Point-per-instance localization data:

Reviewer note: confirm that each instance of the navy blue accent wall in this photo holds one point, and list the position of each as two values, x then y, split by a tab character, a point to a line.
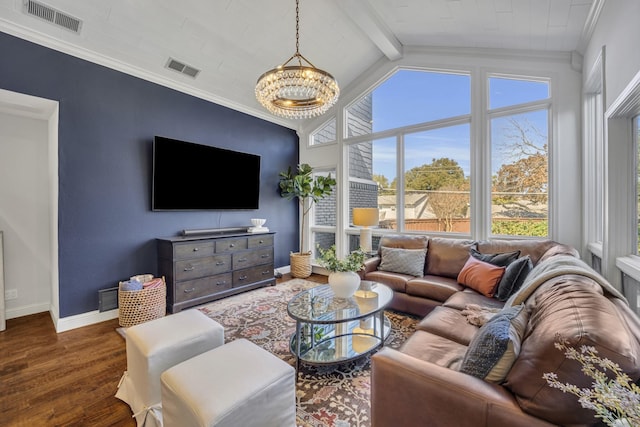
107	122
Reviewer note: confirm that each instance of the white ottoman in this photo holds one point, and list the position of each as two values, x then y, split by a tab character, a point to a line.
238	384
155	346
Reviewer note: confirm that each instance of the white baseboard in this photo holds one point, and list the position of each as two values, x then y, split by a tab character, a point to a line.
84	319
26	310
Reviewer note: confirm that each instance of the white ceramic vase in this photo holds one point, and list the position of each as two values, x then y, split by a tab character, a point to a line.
344	283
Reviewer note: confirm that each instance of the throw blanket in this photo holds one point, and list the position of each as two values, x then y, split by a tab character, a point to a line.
557	266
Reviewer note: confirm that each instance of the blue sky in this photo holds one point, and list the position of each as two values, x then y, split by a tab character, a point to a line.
410	97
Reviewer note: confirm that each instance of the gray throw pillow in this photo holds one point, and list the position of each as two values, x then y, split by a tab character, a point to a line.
496	345
513	278
405	261
500	260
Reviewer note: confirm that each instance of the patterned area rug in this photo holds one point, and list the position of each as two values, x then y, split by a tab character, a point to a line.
336	396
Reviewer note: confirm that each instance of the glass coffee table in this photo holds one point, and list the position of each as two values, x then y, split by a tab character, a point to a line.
331	330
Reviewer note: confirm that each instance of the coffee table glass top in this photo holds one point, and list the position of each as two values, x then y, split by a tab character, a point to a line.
319	305
331	330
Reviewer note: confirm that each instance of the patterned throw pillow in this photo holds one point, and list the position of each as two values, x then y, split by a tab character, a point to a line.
513	277
481	276
405	261
496	345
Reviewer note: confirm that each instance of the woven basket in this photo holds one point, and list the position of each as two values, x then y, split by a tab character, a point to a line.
300	264
141	306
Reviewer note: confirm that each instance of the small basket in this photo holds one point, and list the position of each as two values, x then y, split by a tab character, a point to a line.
142	305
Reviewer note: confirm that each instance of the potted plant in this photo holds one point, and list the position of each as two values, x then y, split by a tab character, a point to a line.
343	276
308	189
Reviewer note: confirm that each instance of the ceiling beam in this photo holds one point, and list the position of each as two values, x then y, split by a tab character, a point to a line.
366	18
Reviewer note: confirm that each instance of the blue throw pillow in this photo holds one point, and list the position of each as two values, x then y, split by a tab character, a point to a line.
513	278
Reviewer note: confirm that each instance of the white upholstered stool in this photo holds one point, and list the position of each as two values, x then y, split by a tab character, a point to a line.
238	384
155	346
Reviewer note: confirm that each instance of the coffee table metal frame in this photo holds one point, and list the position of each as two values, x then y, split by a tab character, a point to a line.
331	330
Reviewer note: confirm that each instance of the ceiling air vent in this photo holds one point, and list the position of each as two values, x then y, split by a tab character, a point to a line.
178	66
61	19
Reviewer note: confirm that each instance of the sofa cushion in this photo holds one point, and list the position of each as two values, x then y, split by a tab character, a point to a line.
447	256
437	288
396	281
502	259
534	248
434	349
406	261
572	307
481	276
513	277
460	300
495	347
448	323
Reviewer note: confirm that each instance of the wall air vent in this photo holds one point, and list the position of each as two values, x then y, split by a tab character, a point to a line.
178	66
61	19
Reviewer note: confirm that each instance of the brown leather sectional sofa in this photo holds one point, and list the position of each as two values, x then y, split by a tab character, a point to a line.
445	375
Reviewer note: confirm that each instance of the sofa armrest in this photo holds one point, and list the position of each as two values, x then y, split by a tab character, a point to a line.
406	391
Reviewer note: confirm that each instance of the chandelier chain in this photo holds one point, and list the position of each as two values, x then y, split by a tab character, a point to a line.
298	31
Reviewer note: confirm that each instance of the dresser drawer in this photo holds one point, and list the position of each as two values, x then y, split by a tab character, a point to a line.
193	250
231	245
200	267
253	274
197	288
259	241
250	258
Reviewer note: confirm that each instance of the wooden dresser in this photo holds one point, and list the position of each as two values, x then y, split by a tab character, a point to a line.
203	268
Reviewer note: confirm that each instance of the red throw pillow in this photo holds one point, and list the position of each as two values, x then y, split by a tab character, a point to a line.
481	276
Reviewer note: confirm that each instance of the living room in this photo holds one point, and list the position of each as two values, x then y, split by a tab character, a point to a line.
94	225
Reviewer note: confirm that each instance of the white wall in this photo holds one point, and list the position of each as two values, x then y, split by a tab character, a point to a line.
24	212
618	29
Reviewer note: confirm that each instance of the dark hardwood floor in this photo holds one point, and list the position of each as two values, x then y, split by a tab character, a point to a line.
65	379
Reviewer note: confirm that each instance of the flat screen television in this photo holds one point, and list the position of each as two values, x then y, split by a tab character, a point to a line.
189	176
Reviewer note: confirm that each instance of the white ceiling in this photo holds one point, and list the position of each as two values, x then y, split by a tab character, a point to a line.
233	42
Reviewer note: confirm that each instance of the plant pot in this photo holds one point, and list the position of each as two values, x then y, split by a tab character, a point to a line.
344	283
300	264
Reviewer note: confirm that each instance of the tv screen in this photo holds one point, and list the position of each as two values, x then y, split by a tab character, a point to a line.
189	176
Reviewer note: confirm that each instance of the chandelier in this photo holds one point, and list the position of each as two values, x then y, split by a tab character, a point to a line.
297	91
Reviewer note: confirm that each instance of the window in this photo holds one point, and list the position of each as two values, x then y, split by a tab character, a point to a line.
324	215
325	134
410	143
636	133
519	133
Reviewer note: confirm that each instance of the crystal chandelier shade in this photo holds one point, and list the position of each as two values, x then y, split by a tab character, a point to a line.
297	91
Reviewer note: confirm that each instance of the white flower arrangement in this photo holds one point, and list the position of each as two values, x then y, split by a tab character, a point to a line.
613	395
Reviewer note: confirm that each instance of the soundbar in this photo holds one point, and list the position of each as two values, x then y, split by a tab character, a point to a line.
214	231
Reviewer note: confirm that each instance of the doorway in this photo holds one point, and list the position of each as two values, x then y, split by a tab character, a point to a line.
29	204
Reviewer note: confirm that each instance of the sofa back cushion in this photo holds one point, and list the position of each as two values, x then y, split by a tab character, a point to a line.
534	248
447	256
572	308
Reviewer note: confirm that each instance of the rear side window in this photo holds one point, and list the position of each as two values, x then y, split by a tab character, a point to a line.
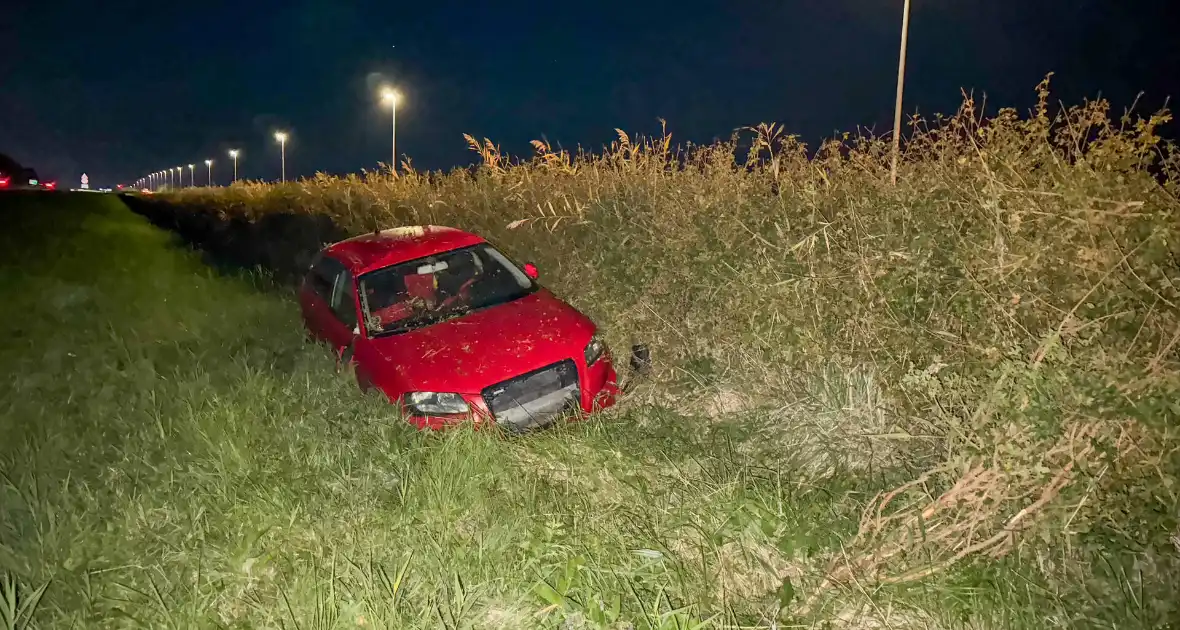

▶ Task requirements:
With the images left out, set down each record exactly as it appears.

▶ Solution for this exercise:
Reviewer note: confirm that each instance of the navy blue accent wall in this photo holds one point, and list the position of each as two values, x then y, split by a tab character, a point to a line.
107	122
Reviewer note: confirm that each instance of the white ottoman in this photo holds one point, and list the position of each as two values, x then y, split by a tab character, a point to a line.
238	384
155	346
Reviewer note: confirm that each instance of the white baseboard in this photo holds one point, and list the position of each as two values, x then y, split by a tab character, a point to a line.
84	319
26	310
Reviewer note: confirm that each instance of the white ceramic vase in this photo holds one point, and list the position of each as two values, x then y, split by a tab character, a point to a line.
344	283
Reviewer note: confirm that each instance of the throw blanket in this photo holds one point, and list the position of each as two values, x then y, split by a tab character, a point to a line.
557	266
Reviewer note: confirm that each instance of the blue sky in this photo holds one point, and list the position of each as two values, x then y, split by a tab character, a point to a line.
410	97
Reviewer note: confirm that each instance of the gray throw pillow in this photo holds one point, and list the position of each as two values, x then y, split by a tab character, a point to a line.
496	345
513	278
405	261
500	260
Reviewer note: confirm that each instance of the patterned area rug in this photo holds one point, and list the position of each as two values, x then y, split by a tab character, a point to a line.
336	396
Reviewer note: confirm that each instance of the glass coffee table in this photo holds one point, and list the position of each as two values, x then y, split by a tab character, a point to a line.
331	330
Reviewer note: confirm that each instance of the coffee table glass top in this photo holds one point, and list the position of each as two values, x then y, split by a tab character, a point to a line.
319	305
331	330
Reviewer note: confirm that each instance of the patterned throw pillow in this photo holds one point, and list the position of each as two values, x then y, split by a tab character, a point to a line.
513	277
481	276
405	261
496	345
Reviewer note: confirm that each instance of the woven basket in this photo holds one point, and list the position of each as two values, x then y, split by a tab character, a point to a line.
300	264
141	306
Reviewer note: confirm that each instance of the small basket in this photo holds one point, and list the position of each as two values, x then y, split by a tab character, a point to a line.
142	305
Reviewer note: confirm that each instance of the potted plant in this photo holds one point, and list the position of each as two values, x then y, split by a tab character, a point to a line.
343	276
308	189
Reviewer note: confirm that each instance of the ceiling beam in this photo holds one point, and list the position of each as two values, x then y, split by a tab character, a point to a line.
366	18
Reviewer note: confirm that each instance of the blue throw pillow in this photo holds one point, and list the position of each as two values, x then y, split by a tab character, a point to a line.
513	278
Reviewer note: confirm that each instance of the white upholstered stool in this photo holds one point, and list the position of each as two values, x then y, split by a tab character, a point to a line.
238	384
155	346
Reviewer note: confirm that each instance of the coffee table metal frame in this photo holds one point, and list the position of each as two values, x then y, split by a tab character, a point to a line.
331	330
Reviewer note: confirm that each instance of the ceiling air vent in this photo holds one point, and list the position of each as two values, x then y, split by a tab character, a point to a line.
178	66
61	19
Reviewer note: confirm that each instance of the sofa cushion in this photo holds one point, and list the position of each as two values, x then y, split by a tab character, a point to a line.
447	256
437	288
396	281
502	259
534	248
434	349
406	261
572	307
481	276
513	277
460	300
495	347
448	323
Reviewer note: confirm that each instance of the wall air vent in this photo holds one point, and list the position of each as two values, x then y, split by a tab character, a point to a line.
178	66
61	19
Reviewer note: confirm that each instance of the brown leather sectional sofa in this photo holds one point, and list the position of each as two values, x then y, split by a tab character, a point to a line.
445	375
Reviewer note: confirm that each instance of the sofa armrest in this photo holds one point, and list the position of each as two values, x then y, split by a tab character, a point to a line.
406	391
Reviewer note: confirm that each instance of the chandelier chain in this photo holds one point, and list the position of each as two values, x then y, split by a tab character, a point to a line.
298	31
Reviewer note: confirm that each instance of the dresser drawer in this photo holds one point, and list the position of each as two values, x then y, split by a tab character, a point to a line.
193	250
231	245
200	267
253	274
197	288
259	241
250	258
Reviewer note: confirm that each instance of the wooden dresser in this photo holds one point, and list the position of each as two values, x then y, split by a tab character, a point to a line.
203	268
Reviewer note: confirm that each instance of the red throw pillow in this photo holds one point, and list the position of each as two values, x then y, split by a tab character, a point to a line.
481	276
Reviewer note: confirm that each instance of the living room in this photo holds one point, and list the position of each as two values, x then y, split by a tab character, a point to a line.
94	225
Reviewer note: confirm that each instance of the white wall in this photo holds one point, and list the position of each as two values, x then y, split by a tab character, a point to a line.
24	212
618	29
Reviewer note: confirm that each instance of the dark hardwood floor in this photo holds one point, and list the position of each as two values, x then y, split by a tab character, a point to a line.
65	379
Reviewer note: confirm that each instance of the flat screen television in this photo holds one point, and list the position of each as two values, x then y, split by a tab character, a point to a line.
189	176
Reviewer note: confirm that each instance of the white ceiling in this photo holds one point, and list the position of each as two values, x then y, split by a tab character, a point to a line.
233	42
Reviewer note: confirm that each instance of the plant pot in this photo holds one point, and list the position of each as two values, x then y, split by a tab character, a point to a line.
344	283
300	264
Reviewer note: confirm that each instance of the tv screen in this photo holds one point, and list the position of each as two values, x then y, split by a tab character, a point to a line.
189	176
Reviewer note: confirm that each instance of the chandelier in this photo holds one point, and list the position of each as two values, x then y, split by a tab character, a point to a line.
297	91
Reviewer note: confirm that each instance of the window in this photo holds one point, and list the position of each as two values, x then y, split by a tab character, a point to a line.
324	215
325	134
410	143
636	133
519	133
Reviewer note: confirm that each instance of the crystal chandelier shade in this photo holds one point, and list the position of each as two values, x then y, split by a tab character, a point to a line.
297	91
Reviewer note: confirm that each instance of the white flower arrangement in this photo holds one point, and list the position of each as two values, x then y, split by a tab character, a point to a line.
613	395
Reviewer note: confirm that each instance of the soundbar in this photo holds one point, and list the position of each as two values, x then y, split by a tab character, a point to a line.
214	231
Reviewer note: confirm that each instance of the doorway in this photo holds one point, and list the position of each as two values, x then y, split by a tab character, a point to a line.
29	204
Reviewer note: confirm that each instance of the sofa back cushion in this photo holds one point, and list the position of each as two values, x then y, split by a tab character, a point to a line.
534	248
447	256
572	308
Reviewer note: confirm that each instance of the rear side window in this photo holds one point, and list the position of each as two values, x then y, split by a tab character, a point to a line.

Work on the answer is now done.